Stored entries:
§ §
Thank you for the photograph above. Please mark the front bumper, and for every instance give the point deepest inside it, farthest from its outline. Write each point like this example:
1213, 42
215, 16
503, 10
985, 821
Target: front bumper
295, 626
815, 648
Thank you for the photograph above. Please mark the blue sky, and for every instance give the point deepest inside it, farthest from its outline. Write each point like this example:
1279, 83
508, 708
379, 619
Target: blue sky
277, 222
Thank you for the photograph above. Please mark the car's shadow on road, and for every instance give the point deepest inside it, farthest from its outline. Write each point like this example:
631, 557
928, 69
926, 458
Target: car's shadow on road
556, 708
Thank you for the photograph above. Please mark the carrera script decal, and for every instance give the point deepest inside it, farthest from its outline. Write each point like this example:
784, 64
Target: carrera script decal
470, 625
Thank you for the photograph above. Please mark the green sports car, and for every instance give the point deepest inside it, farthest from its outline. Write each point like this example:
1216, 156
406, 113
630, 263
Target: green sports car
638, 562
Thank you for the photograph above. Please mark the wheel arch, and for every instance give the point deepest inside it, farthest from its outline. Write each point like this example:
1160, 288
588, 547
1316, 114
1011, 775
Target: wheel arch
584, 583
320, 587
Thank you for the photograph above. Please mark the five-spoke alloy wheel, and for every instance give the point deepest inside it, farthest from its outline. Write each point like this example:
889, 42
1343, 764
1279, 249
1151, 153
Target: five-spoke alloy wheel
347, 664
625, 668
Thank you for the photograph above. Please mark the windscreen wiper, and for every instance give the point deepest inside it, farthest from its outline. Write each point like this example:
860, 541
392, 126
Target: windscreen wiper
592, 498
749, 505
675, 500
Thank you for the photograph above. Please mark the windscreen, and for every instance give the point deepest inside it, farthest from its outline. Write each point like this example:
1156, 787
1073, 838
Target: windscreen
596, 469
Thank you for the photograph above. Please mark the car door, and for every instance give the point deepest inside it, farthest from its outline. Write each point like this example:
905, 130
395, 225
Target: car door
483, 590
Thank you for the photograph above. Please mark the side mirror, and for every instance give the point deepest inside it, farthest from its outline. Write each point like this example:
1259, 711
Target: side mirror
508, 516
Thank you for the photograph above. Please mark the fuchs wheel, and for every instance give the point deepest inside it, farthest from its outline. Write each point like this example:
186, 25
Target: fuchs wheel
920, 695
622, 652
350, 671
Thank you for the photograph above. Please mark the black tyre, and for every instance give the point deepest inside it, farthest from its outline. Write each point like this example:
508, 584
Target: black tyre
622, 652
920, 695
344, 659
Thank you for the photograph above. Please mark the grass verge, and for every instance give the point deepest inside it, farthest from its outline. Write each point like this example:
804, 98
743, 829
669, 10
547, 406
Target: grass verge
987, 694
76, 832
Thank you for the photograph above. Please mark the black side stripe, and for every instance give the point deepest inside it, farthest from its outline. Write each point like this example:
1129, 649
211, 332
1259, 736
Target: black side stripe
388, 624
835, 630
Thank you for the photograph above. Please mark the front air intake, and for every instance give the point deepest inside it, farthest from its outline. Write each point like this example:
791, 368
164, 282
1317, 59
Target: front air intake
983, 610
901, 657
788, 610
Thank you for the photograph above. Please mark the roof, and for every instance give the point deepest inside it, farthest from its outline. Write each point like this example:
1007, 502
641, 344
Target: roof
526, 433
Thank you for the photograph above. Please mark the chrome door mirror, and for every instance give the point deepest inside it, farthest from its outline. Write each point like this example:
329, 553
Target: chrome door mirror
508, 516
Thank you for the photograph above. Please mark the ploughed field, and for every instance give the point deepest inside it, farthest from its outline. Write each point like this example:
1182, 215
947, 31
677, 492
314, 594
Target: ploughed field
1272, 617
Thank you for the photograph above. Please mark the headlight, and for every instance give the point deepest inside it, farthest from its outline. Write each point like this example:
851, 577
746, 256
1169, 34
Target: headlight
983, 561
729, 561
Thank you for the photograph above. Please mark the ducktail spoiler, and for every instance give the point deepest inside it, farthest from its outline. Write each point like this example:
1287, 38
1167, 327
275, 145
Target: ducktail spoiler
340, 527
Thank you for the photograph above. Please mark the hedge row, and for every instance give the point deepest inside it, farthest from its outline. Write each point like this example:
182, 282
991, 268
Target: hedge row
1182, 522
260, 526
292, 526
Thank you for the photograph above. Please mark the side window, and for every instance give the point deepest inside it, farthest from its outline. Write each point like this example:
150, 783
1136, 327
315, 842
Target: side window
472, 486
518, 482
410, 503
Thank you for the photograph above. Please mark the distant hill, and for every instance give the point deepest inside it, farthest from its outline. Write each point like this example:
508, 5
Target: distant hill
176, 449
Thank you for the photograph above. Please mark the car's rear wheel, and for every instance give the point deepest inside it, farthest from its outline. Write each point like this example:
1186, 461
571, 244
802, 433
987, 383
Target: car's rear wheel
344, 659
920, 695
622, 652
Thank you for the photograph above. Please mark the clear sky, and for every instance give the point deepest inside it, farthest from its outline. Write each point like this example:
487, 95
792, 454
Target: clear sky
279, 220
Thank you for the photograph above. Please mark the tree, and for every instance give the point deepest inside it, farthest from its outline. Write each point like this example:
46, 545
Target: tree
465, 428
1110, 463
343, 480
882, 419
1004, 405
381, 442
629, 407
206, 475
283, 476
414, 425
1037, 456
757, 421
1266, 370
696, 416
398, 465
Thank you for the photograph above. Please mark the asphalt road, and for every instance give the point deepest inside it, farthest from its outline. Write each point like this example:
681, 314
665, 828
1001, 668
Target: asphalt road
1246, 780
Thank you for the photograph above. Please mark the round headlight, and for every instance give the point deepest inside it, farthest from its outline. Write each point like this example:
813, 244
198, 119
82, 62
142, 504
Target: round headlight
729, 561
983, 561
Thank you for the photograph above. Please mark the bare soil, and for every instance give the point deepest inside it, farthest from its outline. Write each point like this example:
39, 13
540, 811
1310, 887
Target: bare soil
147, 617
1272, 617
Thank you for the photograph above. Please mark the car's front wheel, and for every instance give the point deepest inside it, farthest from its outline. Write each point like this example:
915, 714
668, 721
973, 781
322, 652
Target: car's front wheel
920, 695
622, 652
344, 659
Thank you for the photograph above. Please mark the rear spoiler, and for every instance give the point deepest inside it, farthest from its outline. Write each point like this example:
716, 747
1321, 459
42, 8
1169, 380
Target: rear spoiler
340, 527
§ §
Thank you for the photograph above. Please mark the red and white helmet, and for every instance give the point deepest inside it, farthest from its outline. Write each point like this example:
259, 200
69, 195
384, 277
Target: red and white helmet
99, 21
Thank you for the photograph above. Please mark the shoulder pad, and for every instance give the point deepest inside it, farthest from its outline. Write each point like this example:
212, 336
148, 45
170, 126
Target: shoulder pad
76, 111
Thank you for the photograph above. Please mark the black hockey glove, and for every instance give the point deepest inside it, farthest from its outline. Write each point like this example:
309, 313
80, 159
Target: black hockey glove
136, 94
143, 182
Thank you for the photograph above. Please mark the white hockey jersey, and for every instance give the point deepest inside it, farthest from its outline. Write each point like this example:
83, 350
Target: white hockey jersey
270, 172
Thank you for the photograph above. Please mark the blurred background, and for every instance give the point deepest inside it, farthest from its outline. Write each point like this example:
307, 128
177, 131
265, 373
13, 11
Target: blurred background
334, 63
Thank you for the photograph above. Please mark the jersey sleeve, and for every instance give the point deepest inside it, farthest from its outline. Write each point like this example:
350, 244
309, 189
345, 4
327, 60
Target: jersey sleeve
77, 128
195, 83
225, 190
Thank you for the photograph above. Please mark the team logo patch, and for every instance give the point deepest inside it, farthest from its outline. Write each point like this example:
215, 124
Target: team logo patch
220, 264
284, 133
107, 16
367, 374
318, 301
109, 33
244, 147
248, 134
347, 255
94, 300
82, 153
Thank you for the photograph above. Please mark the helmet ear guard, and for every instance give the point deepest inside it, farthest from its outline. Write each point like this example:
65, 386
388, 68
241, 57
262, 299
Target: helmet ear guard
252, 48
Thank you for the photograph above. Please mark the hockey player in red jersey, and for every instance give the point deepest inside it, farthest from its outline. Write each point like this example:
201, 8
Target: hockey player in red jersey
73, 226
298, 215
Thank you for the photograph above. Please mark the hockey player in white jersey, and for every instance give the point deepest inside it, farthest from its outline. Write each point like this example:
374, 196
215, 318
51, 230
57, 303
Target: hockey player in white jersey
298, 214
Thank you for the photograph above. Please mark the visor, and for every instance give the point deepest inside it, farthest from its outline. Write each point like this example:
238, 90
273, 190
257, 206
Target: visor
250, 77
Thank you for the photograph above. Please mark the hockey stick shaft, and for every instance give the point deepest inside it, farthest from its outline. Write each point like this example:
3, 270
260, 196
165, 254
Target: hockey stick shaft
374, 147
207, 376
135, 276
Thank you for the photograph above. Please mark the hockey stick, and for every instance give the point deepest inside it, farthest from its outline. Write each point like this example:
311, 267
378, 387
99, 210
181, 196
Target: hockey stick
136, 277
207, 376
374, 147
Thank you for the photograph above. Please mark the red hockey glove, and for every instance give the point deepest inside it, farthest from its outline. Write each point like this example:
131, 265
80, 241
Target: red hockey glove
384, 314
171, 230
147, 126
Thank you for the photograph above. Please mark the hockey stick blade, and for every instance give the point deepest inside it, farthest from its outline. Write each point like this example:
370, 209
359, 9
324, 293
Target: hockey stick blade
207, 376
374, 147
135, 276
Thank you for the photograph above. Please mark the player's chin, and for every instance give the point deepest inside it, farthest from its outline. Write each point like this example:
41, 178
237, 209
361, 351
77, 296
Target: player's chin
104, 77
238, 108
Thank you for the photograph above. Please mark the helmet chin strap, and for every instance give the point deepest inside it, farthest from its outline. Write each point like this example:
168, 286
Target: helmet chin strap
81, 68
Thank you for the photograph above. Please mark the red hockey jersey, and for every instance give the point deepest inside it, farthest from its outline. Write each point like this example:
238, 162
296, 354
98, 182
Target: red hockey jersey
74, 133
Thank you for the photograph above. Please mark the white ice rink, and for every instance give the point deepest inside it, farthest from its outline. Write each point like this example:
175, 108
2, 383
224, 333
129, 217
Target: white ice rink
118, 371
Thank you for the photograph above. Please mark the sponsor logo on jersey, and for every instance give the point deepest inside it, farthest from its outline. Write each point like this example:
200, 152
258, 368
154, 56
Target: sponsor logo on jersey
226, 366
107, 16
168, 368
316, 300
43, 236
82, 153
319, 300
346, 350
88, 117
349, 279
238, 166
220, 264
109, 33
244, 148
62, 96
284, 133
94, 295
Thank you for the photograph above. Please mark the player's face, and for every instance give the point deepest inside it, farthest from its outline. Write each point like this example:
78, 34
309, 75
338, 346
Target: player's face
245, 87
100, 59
§ §
Return every line of the listing that contains the string "bumper", with case counting.

Thank you for the photograph above. Please mark the front bumper, and for every instance give the point deepest inside it, farthest from its outline. Write each point like this example:
Target: front bumper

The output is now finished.